■ INSTRUCTION
Collect every line in the entries below that contains the string "pregnant", treating uppercase and lowercase letters as different.

■ DATA ROWS

»»

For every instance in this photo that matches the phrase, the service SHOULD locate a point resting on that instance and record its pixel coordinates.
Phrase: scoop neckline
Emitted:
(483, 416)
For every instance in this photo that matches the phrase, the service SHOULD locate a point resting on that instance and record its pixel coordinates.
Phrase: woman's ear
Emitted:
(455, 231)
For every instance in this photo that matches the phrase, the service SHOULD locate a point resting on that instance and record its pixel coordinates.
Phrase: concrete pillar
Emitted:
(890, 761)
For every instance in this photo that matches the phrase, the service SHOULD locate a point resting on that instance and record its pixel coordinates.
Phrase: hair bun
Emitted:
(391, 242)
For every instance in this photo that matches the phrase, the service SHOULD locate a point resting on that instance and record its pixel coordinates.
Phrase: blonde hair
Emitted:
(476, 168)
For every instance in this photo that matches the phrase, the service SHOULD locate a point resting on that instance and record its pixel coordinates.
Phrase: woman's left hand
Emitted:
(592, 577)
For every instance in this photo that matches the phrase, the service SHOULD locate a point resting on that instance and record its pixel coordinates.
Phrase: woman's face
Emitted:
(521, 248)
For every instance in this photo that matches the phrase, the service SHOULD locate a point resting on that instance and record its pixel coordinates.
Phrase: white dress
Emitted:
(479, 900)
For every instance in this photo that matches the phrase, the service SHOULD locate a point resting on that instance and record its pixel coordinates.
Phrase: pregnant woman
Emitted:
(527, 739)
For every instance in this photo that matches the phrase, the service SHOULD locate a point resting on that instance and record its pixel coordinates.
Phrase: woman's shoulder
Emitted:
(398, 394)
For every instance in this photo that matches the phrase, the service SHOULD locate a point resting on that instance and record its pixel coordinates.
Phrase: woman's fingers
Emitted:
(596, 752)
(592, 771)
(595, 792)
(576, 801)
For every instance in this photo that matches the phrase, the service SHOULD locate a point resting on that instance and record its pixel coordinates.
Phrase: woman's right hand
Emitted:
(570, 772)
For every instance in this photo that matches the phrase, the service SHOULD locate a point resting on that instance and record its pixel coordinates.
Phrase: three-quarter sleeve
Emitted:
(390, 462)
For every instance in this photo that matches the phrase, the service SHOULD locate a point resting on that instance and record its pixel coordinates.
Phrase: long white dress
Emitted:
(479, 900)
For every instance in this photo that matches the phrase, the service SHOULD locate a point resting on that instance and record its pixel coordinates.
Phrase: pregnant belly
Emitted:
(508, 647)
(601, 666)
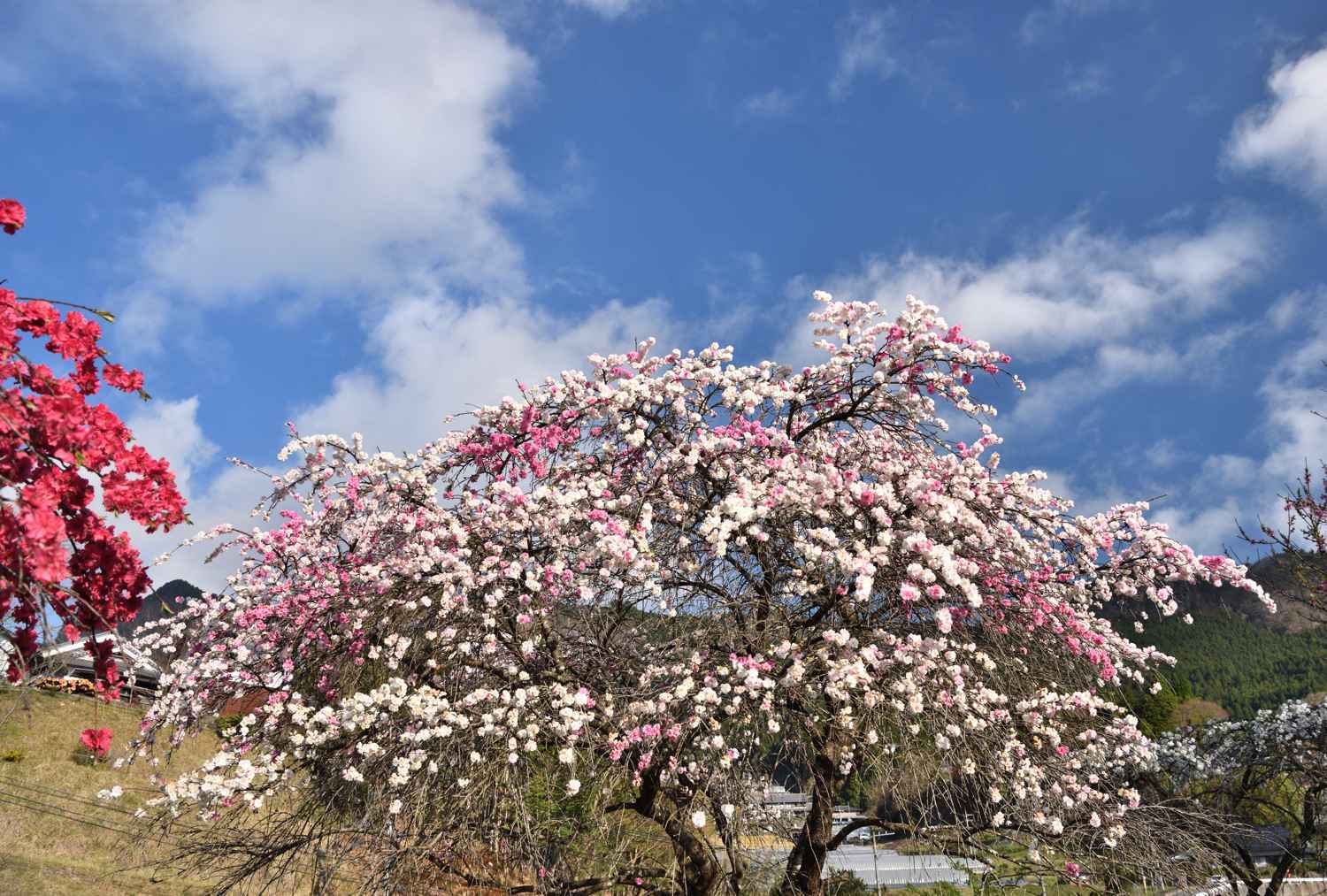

««

■ RESULT OF THIS EXERCISE
Phrase: pregnant woman
Phrase: pregnant belly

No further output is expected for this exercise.